* LES CONSIGNES *
[A] Recopiez à l’identique le passage de l’extrait sur la jeunesse de Günther Grass qui commence par « La jeunesse sous » et se termine par « Paris, Seuil, 2007. ».
[B] Rédigez la suite de l’extrait sur la jeunesse de Günther Grass, en reprenant après sa dernière phrase.

Cercle d’étude de la Déportation et de la Shoah

La jeunesse sous le troisième Reich

Günther Grass, Pelures d’oignon et le contexte
mardi 20 avril 2021

"Le souvenir enjolive, contredit la mémoire, il ressemble à un oignon qui voudrait être pelé."

Une jeunesse nazie

Une jeunesse nazie, à travers la lecture de Pelures d’oignon ("Beim Häuten der Zwiebel" en épluchant l’oignon) de Günther Grass (1927-2015), autobiographie, Paris, Seuil, 2007.

Günther Grass est né le 16 octobre 1927 à Danzig-Langfuhr dans une famille germano-polonaise, de père protestant et de mère catholique cachoube.
Danzig, ville libre, est une cité-État sous la protection de la Société des Nations de 1919, dans le corridor polonais.

  • Une jeunesse d’État
    La jeunesse est excitée par les temps nouveaux. La légion Condor combat en Espagne contre le péril rouge. Les gamins jouent à l’Alcazar (siège de l’Alcázar de Tolède, 1936).

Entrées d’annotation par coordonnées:
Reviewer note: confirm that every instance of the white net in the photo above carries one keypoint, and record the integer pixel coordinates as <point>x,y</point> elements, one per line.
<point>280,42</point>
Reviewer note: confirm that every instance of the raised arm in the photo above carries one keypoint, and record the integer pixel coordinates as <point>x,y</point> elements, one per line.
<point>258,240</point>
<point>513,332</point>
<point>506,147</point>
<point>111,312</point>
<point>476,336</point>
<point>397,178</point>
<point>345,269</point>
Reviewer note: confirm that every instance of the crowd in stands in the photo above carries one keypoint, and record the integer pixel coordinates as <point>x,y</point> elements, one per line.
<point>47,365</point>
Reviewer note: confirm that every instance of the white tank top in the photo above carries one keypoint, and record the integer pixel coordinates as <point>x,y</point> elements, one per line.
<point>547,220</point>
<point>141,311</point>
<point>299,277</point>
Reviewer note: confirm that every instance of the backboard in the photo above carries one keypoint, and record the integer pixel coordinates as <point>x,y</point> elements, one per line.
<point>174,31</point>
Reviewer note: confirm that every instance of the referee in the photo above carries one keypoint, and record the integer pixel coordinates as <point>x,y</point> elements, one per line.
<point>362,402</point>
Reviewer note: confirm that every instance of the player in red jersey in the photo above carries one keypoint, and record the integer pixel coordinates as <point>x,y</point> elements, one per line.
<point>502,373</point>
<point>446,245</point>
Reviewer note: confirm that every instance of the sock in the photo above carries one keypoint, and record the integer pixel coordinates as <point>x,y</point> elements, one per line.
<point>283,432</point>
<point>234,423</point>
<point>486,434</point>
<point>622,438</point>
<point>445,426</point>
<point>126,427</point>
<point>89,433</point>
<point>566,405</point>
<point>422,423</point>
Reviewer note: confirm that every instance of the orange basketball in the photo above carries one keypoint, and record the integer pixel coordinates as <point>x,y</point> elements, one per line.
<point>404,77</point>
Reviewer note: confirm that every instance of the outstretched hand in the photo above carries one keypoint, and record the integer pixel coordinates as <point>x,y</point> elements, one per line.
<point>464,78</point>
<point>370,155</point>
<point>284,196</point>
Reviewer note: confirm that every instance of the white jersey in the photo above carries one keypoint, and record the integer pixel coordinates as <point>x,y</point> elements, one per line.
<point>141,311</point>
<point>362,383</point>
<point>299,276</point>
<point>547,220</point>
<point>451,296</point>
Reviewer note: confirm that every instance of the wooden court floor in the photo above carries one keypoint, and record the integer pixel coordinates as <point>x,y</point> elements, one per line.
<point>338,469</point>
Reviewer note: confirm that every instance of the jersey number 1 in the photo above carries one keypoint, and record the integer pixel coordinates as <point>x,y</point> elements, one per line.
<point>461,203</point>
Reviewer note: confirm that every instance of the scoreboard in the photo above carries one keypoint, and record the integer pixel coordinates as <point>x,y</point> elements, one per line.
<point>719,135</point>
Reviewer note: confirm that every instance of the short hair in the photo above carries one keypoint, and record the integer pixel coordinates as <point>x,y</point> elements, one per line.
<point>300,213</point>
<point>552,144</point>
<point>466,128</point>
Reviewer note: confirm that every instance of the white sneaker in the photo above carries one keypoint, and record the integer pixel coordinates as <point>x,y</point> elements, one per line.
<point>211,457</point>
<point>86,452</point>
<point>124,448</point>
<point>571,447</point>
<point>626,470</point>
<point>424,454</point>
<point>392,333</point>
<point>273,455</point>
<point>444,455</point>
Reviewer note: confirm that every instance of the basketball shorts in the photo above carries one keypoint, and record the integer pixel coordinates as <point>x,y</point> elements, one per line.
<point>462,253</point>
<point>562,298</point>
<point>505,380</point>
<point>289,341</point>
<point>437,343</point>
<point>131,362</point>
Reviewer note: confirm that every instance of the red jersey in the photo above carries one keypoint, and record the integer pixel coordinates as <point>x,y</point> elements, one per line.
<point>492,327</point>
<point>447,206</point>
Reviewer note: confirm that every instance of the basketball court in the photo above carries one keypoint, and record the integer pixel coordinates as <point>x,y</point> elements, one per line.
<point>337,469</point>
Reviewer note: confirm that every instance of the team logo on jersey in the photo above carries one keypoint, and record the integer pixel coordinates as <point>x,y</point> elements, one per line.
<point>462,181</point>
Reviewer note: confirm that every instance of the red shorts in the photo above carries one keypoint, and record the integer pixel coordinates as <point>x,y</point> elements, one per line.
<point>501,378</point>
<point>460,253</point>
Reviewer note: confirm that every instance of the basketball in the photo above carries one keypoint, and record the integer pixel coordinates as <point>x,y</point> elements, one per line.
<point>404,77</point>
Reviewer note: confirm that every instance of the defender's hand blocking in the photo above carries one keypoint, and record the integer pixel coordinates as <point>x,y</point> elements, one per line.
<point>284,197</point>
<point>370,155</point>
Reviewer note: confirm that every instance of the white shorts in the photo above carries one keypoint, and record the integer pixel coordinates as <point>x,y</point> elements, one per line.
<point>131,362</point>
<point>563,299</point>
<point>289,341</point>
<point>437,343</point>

* CORRIGÉ DES EXERCICES *
[A]
La jeunesse sous le troisième Reich

Günther Grass, Pelures d’oignon et le contexte
mardi 20 avril 2021

"Le souvenir enjolive, contredit la mémoire, il ressemble à un oignon qui voudrait être pelé."

Une jeunesse nazie

Une jeunesse nazie, à travers la lecture de Pelures d’oignon ("Beim Häuten der Zwiebel" en épluchant l’oignon) de Günther Grass (1927-2015), autobiographie, Paris, Seuil, 2007.

[B]
    Aux Jeux olympiques en 1936, l’Allemagne obtient une pluie de médailles à Berlin [1].
    À 10 ans, il est Pimpf (louveteau), puis membre du Jungvolk en 1937. Il est en uniforme, avec un calot, un foulard, un ceinturon et un baudrier. Il peut participer aux jeux de plein air, en forêt ou sur la côte balte, autour d’un feu de camp et chanter en marchant au pas ou en regardant le drapeau "Notre drapeau flotte devant nous", le samedi après-midi au son du tambour, au lieu d’aller à l’école, même si cela l’ennuie.
  • Pas de questions
    En 1938, la synagogue à côté de son lycée brûle. Il est simplement étonné.
    Un jour le professeur de latin disparait. Une rumeur dit qu’il est interné au Stutthof, un camp de concentration, proche de Danzig, qui ne cesse de s’étendre. Un parent cachoube a été assassiné dans la prise de la poste par les nazis en 1939. Les paysans polonais sont chassés de leurs fermes. Les Cachoubes sont classés dans le groupe racial III et les jeunes femmes sont envoyées au service du travail.
    Les juifs sont enfermés dans le ghetto de la Mäusegasse. Puis ils sont déportés à Theresienstadt. La mère de Grass ne comprend pas qu’on s’en prenne aux juifs.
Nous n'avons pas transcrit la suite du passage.